• Textauszug:
┌────────

Drei Jahre vor der Erstbegehung der Big Easy war ich zusammen mit dem Thomas, dem Osttiroler Mario Walder und dem Schweizer Dani Arnold unterwegs. Und da hatten wir uns eben diese wilde Nordwand am Latok I zum Ziel gesetzt. Doch schon in der Phase der Vorbereitung am Südpfeiler des Latok III hat uns die Druckwelle eines mächtigen Seracabbruchs und im Weiteren eine viel zu hohe Nullgradgrenze eingebremst. Die Erkenntnis, wie unberechenbar, brisant und gefährlich die Nordwand des Latok I ist, hatte zur Folge, dass ich mich von diesem Ziel geistig verabschiedet hatte. So risikobereit ich sonst durchaus sein kann, aber an dieser Nordwand sehe ich für mich selbst keinen vertretbaren Weg. Zu viele Seracs, zu viele unkalkulierbare Gefahren, die mir beim Bergsteigen einen Höllen-Stress machen würden und mir in letzter Konsequenz die Freude am Bergsteigen rauben.

└────────

• Eingabezeilen:
┌────────

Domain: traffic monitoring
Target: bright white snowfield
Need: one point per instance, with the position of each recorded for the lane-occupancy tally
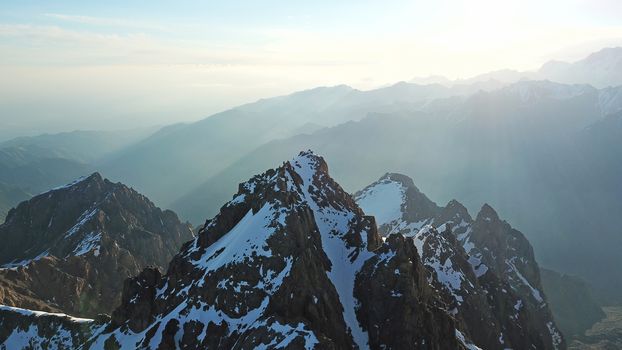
(383, 201)
(245, 243)
(387, 199)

└────────

• Aufgaben zur Übung:
[a] Schreib den Auszug über die Nordwand des Latok I vollständig und wortgetreu ab.
[b] Stelle die Zeilen aller Datensätze als nummerierte Liste dar und lass dabei Leerzeilen weg. Die Bilder gehören nicht in die Antwort.

• Lösungen der Aufgaben:
[a]
Drei Jahre vor der Erstbegehung der Big Easy war ich zusammen mit dem Thomas, dem Osttiroler Mario Walder und dem Schweizer Dani Arnold unterwegs. Und da hatten wir uns eben diese wilde Nordwand am Latok I zum Ziel gesetzt. Doch schon in der Phase der Vorbereitung am Südpfeiler des Latok III hat uns die Druckwelle eines mächtigen Seracabbruchs und im Weiteren eine viel zu hohe Nullgradgrenze eingebremst. Die Erkenntnis, wie unberechenbar, brisant und gefährlich die Nordwand des Latok I ist, hatte zur Folge, dass ich mich von diesem Ziel geistig verabschiedet hatte. So risikobereit ich sonst durchaus sein kann, aber an dieser Nordwand sehe ich für mich selbst keinen vertretbaren Weg. Zu viele Seracs, zu viele unkalkulierbare Gefahren, die mir beim Bergsteigen einen Höllen-Stress machen würden und mir in letzter Konsequenz die Freude am Bergsteigen rauben.

[b]
1. Domain: traffic monitoring
2. Target: bright white snowfield
3. Need: one point per instance, with the position of each recorded for the lane-occupancy tally
4. (383, 201)
5. (245, 243)
6. (387, 199)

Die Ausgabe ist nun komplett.